**DESAFIO:** Cite por inteiro a crônica sobre os cotovelos, sem mudar uma palavra.

**TEXTO FORNECIDO:**
COTOVELOS >> Sergio Geia
Algo preocupante me ocorreu nesta manhã. Saí de casa para o trabalho, apertei o botão do elevador, entrei. A cabeça estava na segunda-feira, na semana que começava, nesta roda gigante que é a vida. De repente, meu olhar pousou no canto do espelho, na imagem que refletia um homem sonolento. Nesse momento vi, e a visão fez meu mundo cair: velhos; meus cotovelos estão velhos.
Talvez você não tenha compreendido (ainda) a dimensão dessa simples constatação. Pode achá-la tola, e você está no seu direito. Mas me dê uma chance de explicá-la, quem sabe você me dê razão.
Os sinais da velhice são ocultados de diversas formas: cabelos brancos, por exemplo, recebem tinta; vincos da face, cremes. Você até elimina esses vincos; pode remodelar o tamanho dos lábios, afinar nariz, clarear dentes e alinhá-los, pode perder peso, fabricar músculos, espetar um brinco na orelha, desenhar um dragão no ombro, pode o diabo a quatro para manter a juventude que teima em partir.
Pode usar calça apertada, camisa de mangas longas por fora da calça; pode vestir botas, sapatênis, blazer com jeans. Pode usar boné ao contrário, falar gírias, mudar o vocabulário.
No entanto, quando seus cotovelos começam a desandar, e uma carninha mole e enrugada aparece, esqueça. A marca, como um carimbo, estará lá, pra quem quiser ver.
Os meus desandaram.
Não sei se é possível uma correção através de plástica, transformá-lo num cotovelo jovem. Talvez sim. Talvez até seja muito fácil para os especialistas dar cabo de cotovelos velhos. O que não deve existir é mercado.

**CONJUNTO DE REGISTROS:**
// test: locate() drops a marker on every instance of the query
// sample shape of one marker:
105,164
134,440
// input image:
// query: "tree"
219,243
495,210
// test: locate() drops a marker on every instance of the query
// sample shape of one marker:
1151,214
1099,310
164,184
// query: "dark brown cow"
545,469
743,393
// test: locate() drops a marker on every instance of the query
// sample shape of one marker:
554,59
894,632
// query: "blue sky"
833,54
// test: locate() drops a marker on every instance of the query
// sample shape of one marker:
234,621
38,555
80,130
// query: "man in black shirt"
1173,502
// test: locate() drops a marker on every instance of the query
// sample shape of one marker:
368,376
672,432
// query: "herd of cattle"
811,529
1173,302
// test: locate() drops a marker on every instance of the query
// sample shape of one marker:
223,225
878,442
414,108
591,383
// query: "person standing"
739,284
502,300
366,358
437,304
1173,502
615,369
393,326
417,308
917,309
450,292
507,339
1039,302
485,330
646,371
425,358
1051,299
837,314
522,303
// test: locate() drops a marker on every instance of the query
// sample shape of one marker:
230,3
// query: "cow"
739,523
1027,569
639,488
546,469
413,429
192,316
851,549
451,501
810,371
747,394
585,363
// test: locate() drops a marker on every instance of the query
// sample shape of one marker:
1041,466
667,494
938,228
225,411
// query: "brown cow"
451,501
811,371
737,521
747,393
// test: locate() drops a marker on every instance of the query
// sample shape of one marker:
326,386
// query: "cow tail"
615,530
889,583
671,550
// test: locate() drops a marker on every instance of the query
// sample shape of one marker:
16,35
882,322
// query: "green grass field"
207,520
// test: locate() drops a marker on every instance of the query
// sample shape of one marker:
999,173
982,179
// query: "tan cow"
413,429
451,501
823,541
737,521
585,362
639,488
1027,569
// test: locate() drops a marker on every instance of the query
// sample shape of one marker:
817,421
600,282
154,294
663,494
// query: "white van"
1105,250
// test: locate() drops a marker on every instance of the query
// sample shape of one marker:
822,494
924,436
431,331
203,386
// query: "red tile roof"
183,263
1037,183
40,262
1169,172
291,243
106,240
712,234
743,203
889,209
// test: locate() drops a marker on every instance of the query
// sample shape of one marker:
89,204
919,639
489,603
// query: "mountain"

**SOLUÇÃO DO PROBLEMA:**
COTOVELOS >> Sergio Geia
Algo preocupante me ocorreu nesta manhã. Saí de casa para o trabalho, apertei o botão do elevador, entrei. A cabeça estava na segunda-feira, na semana que começava, nesta roda gigante que é a vida. De repente, meu olhar pousou no canto do espelho, na imagem que refletia um homem sonolento. Nesse momento vi, e a visão fez meu mundo cair: velhos; meus cotovelos estão velhos.
Talvez você não tenha compreendido (ainda) a dimensão dessa simples constatação. Pode achá-la tola, e você está no seu direito. Mas me dê uma chance de explicá-la, quem sabe você me dê razão.
Os sinais da velhice são ocultados de diversas formas: cabelos brancos, por exemplo, recebem tinta; vincos da face, cremes. Você até elimina esses vincos; pode remodelar o tamanho dos lábios, afinar nariz, clarear dentes e alinhá-los, pode perder peso, fabricar músculos, espetar um brinco na orelha, desenhar um dragão no ombro, pode o diabo a quatro para manter a juventude que teima em partir.
Pode usar calça apertada, camisa de mangas longas por fora da calça; pode vestir botas, sapatênis, blazer com jeans. Pode usar boné ao contrário, falar gírias, mudar o vocabulário.
No entanto, quando seus cotovelos começam a desandar, e uma carninha mole e enrugada aparece, esqueça. A marca, como um carimbo, estará lá, pra quem quiser ver.
Os meus desandaram.
Não sei se é possível uma correção através de plástica, transformá-lo num cotovelo jovem. Talvez sim. Talvez até seja muito fácil para os especialistas dar cabo de cotovelos velhos. O que não deve existir é mercado.